# START OF RAW DATA
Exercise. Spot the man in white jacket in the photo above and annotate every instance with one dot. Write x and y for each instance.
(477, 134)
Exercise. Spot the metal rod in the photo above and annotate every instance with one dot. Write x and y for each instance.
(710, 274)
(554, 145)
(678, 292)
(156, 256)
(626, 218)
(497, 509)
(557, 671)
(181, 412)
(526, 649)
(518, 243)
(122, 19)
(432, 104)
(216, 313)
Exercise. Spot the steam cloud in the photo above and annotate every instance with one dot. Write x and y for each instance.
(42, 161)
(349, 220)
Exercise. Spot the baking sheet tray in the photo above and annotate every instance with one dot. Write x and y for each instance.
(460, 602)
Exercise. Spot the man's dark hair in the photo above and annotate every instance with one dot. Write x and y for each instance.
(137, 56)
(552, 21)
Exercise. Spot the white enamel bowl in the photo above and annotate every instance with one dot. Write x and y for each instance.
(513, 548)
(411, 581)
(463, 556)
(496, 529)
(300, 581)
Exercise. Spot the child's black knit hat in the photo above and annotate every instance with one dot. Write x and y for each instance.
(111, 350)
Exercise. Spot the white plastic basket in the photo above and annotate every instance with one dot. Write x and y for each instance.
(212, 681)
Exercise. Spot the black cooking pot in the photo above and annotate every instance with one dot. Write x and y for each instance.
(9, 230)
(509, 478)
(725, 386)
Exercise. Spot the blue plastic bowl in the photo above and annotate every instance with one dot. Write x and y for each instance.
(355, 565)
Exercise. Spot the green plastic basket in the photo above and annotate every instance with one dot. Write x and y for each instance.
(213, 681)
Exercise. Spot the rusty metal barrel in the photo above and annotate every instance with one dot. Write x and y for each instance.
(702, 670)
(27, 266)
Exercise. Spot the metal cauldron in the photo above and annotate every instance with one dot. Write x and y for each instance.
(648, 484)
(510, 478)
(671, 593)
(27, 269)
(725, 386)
# END OF RAW DATA
Copy out the listing from the line that contains "Exercise. Spot the black" through its last line, including both ends. Keep every request line as it is, and offset each coordinate in the answers by adding 91.

Exercise. Spot the black cooking pot in the photo above and annotate every instance with one dot. Write x and y for each instance.
(100, 321)
(600, 569)
(816, 477)
Exercise. Spot the blue plastic bowl in the photo above and annotate every instance with one dot. Write x and y for each instance.
(446, 656)
Exercise. Spot the green plastic basket in the photo above and annotate every instance with one dot. Write x and y for each instance.
(304, 772)
Exercise. Spot the rusty metal barrel in the photo above and annotate every instance with one dot. Write x and y for each instance.
(793, 761)
(118, 357)
Exercise. Spot the metal cauldron in the photo above and annotate every instance with one dot. Write x and y for each instance.
(739, 575)
(601, 569)
(762, 684)
(118, 360)
(816, 477)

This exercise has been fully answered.